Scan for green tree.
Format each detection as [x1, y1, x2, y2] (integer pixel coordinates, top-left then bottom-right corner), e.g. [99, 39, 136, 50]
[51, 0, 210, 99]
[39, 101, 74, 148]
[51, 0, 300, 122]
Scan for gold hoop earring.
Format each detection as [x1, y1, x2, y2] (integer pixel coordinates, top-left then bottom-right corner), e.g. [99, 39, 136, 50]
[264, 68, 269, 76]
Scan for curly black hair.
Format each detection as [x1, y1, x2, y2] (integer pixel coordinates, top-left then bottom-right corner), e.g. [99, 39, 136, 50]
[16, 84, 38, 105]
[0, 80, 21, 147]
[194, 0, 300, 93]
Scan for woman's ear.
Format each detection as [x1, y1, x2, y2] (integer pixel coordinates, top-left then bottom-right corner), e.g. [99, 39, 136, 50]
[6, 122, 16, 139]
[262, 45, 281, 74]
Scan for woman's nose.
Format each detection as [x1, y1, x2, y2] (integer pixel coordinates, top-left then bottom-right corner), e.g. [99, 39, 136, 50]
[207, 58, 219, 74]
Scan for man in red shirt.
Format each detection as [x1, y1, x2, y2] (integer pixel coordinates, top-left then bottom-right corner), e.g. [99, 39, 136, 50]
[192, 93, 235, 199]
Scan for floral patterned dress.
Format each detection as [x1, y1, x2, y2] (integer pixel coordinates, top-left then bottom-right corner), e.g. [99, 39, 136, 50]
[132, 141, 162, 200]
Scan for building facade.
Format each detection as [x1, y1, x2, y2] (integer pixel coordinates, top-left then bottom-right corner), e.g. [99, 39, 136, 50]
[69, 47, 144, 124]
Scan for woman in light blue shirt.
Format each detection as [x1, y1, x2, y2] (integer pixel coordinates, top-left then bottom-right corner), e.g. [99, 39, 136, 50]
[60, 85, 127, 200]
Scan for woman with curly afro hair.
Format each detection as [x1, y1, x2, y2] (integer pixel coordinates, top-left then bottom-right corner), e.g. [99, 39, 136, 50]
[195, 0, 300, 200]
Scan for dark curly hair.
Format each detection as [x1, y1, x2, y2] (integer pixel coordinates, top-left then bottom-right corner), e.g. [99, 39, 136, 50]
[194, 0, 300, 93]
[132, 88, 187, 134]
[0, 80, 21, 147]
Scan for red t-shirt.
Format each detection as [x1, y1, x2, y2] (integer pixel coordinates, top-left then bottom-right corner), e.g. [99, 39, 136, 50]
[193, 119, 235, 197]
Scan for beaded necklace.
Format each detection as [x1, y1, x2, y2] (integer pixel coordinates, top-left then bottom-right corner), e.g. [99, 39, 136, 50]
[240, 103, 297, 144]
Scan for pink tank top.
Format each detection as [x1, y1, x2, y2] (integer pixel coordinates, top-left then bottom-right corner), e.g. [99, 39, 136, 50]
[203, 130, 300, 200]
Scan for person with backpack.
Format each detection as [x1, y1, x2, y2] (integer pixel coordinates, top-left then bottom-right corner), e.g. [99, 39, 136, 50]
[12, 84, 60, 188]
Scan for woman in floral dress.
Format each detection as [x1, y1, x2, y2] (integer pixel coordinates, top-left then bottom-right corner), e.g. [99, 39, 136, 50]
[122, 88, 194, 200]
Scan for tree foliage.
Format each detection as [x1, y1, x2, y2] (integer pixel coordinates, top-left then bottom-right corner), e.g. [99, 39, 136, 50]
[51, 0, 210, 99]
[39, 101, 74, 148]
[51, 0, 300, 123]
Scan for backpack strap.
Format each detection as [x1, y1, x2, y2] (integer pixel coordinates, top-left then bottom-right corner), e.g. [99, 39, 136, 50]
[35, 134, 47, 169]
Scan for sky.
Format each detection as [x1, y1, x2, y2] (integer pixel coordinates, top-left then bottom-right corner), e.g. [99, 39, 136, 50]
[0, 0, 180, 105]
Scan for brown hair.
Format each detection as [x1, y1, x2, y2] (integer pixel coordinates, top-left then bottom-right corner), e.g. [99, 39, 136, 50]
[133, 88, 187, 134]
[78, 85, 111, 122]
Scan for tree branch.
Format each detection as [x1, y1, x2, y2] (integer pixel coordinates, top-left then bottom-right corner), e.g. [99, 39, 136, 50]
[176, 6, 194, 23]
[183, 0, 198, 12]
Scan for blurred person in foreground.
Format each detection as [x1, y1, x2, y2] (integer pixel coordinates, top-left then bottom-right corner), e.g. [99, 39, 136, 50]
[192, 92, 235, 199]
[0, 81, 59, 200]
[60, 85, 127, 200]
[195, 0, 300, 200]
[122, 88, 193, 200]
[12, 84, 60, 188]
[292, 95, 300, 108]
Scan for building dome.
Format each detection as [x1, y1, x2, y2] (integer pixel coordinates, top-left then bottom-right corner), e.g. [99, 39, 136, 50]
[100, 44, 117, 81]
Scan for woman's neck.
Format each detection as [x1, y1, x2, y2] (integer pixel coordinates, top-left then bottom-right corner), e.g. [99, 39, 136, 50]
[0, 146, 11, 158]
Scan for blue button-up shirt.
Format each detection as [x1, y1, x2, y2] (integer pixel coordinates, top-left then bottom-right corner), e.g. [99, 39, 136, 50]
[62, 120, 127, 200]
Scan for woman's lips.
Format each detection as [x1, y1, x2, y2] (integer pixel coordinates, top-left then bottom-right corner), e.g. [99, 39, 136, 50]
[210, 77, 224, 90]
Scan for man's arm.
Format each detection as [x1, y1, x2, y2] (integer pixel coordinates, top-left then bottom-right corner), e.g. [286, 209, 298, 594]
***
*Written instruction:* Can you rewrite the records starting at the line that contains "Scan for blue button-up shirt." and running through the final line, replacing "detection" with "match" and leaving everything else unchanged?

*The answer:*
Scan for blue button-up shirt.
Format each match as [x1, y1, x2, y2] (integer pixel coordinates, top-left then bottom-right corner), e.g. [99, 39, 136, 50]
[62, 120, 127, 200]
Scan for woman's lips.
Format each match as [x1, y1, x2, y2] (integer pixel coordinates, top-left then bottom-right corner), e.g. [99, 39, 136, 50]
[210, 77, 224, 90]
Scan for man's arm.
Format each match as [x1, y1, x2, y2] (integer pixel coordinates, top-left then bottom-right corner), e.g. [286, 209, 298, 594]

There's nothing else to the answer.